■ Text segment ■
Levi Strauss & Co. has cut a San Francisco headquarters lease deal to fit its budget.
After 18 months of arbitration with landlord Jamestown, the jeans giant has agreed to renew its lease for 367,000 square feet at 1155 Battery Street in Jackson Square, the San Francisco Business Times reported.
Financial terms of the 12-year lease were not disclosed.
Levi Strauss announced in the middle of last year that it had committed to renewing its headquarters lease at Levi’s Plaza, according to a regulatory filing. A disagreement with the landlord over the rate, however, held up a deal.
Both sides had been mired in arbitration since.
Jamestown, based in Atlanta, bought Levi’s Plaza in 2019 for $825 million. The 169-year-old apparel firm now takes up 40 percent of the garden-style complex, built in 1981.
While the headquarters lease renewal may boost San Francisco’s struggling office market, Levi Strauss now plans to list 100,000 square feet of its space for sublease, unidentified sources with knowledge of the company’s real estate strategy told the Business Times.
Neither Levi Strauss nor Jamestown confirmed a potential sublease.
The Levi Strauss deal ranks as the second-largest lease renewal in San Francisco since the dawn of the pandemic in 2020. The largest was Wells Fargo”s renewal last spring of its 622,000-square-foot headquarters at 333 Market Street, according to the Business Times.
In the largest sublease, Google took up 300,000 square feet at 510 Townsend from Stripe. Chime signed the largest new lease for 200,000 square feet at 101 California Street.
Before committing to a renewal at Levi’s Plaza, Levi Strauss had inquired about leasing part of the former Macy’s Men’s Store building at 120 Stockton Street, now known as 100 Stockton, in Union Square.
The 247,000-square-foot building, undergoing a makeover by owner Blatteis & Schnur, included 50,000 square feet of offices and 184,200 square feet of new shops and restaurants.
Levi Strauss aimed to add a flagship retail store and a Levi’s museum, but city planning officials pushed back, according to the newspaper. They said the proposal required additional office space not allocated under Prop M, the law limiting how much office space can be built in a year.

■ Point localization data ■

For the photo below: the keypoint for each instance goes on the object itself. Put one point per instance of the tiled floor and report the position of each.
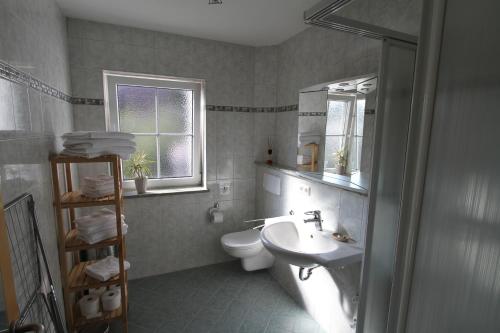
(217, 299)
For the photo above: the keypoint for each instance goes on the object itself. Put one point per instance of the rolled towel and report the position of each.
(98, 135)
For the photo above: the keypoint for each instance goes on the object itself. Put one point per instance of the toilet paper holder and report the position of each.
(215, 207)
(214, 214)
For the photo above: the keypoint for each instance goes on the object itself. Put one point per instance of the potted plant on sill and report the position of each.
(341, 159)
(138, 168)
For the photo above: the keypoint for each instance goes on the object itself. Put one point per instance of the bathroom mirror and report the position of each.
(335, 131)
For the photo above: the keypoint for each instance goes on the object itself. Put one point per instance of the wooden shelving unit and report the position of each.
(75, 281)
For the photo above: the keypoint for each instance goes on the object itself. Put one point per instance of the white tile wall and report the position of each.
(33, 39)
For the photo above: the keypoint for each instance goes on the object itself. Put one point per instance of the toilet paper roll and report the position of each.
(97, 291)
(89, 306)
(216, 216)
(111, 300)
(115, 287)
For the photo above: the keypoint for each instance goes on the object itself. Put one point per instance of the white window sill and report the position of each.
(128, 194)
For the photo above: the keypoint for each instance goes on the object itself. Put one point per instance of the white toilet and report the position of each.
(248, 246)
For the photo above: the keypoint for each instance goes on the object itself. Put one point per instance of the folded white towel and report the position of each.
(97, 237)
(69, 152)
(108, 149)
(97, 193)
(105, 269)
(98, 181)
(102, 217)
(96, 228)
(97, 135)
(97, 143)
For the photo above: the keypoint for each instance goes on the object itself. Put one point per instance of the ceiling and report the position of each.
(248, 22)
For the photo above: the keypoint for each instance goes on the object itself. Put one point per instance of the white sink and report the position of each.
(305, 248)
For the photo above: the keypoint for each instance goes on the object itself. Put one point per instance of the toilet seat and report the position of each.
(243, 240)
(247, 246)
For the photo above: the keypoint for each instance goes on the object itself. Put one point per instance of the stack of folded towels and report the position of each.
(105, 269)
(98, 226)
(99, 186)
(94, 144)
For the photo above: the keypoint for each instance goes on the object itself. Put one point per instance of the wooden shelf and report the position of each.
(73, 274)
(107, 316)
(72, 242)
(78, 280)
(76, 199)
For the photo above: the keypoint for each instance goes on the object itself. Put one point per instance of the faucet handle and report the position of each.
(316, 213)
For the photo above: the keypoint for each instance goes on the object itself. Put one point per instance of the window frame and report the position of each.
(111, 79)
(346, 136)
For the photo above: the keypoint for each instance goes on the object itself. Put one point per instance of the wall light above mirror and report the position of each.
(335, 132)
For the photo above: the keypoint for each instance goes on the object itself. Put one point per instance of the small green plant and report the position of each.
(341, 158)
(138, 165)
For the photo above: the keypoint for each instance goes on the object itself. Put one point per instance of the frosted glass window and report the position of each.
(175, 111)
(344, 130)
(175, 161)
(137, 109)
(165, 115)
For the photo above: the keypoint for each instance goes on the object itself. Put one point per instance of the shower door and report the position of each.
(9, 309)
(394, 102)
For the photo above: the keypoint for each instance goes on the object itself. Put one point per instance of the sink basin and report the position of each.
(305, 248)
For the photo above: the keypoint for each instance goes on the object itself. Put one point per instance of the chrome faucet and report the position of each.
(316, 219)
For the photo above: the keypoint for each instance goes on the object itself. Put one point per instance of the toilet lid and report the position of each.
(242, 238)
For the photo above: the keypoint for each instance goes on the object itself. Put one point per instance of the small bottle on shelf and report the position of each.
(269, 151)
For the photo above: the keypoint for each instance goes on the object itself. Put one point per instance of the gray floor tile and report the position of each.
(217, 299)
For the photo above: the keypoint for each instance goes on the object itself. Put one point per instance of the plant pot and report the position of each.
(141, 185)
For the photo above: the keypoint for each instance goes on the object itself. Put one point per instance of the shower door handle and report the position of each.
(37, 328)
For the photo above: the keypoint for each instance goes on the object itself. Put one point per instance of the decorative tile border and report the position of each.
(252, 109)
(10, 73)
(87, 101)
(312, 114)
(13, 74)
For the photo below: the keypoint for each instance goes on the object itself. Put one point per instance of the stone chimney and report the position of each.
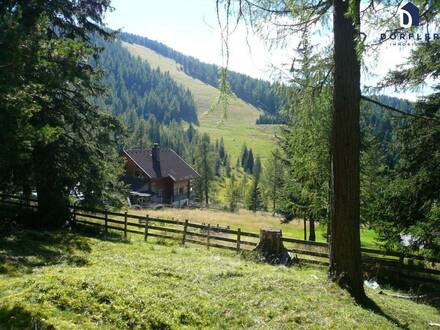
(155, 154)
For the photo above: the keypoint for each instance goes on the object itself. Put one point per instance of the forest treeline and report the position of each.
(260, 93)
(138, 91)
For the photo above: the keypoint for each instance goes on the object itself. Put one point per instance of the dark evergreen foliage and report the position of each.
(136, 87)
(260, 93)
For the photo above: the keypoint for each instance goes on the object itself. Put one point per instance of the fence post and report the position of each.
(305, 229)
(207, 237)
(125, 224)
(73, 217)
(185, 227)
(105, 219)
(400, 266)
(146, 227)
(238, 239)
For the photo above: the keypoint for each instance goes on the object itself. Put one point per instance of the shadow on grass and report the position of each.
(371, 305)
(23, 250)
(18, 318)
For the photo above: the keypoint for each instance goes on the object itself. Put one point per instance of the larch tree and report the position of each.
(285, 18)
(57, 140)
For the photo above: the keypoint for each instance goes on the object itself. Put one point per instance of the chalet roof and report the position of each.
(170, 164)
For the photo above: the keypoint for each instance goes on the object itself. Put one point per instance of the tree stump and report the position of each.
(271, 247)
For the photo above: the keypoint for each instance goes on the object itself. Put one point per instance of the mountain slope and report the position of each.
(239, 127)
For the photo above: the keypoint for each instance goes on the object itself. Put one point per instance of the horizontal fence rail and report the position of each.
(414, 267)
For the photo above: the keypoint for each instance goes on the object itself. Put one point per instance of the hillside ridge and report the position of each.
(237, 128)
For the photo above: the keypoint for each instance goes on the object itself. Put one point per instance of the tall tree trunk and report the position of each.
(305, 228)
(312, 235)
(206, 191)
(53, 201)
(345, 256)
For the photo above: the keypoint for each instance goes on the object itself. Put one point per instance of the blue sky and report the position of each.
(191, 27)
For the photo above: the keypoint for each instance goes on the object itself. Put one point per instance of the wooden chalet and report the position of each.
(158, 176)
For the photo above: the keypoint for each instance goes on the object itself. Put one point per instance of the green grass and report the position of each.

■ What needs to be done ■
Please reproduce the passage of the Levi Strauss lease article starting at "The Levi Strauss" and ending at "101 California Street.".

■ Output of the task ■
The Levi Strauss deal ranks as the second-largest lease renewal in San Francisco since the dawn of the pandemic in 2020. The largest was Wells Fargo”s renewal last spring of its 622,000-square-foot headquarters at 333 Market Street, according to the Business Times.
In the largest sublease, Google took up 300,000 square feet at 510 Townsend from Stripe. Chime signed the largest new lease for 200,000 square feet at 101 California Street.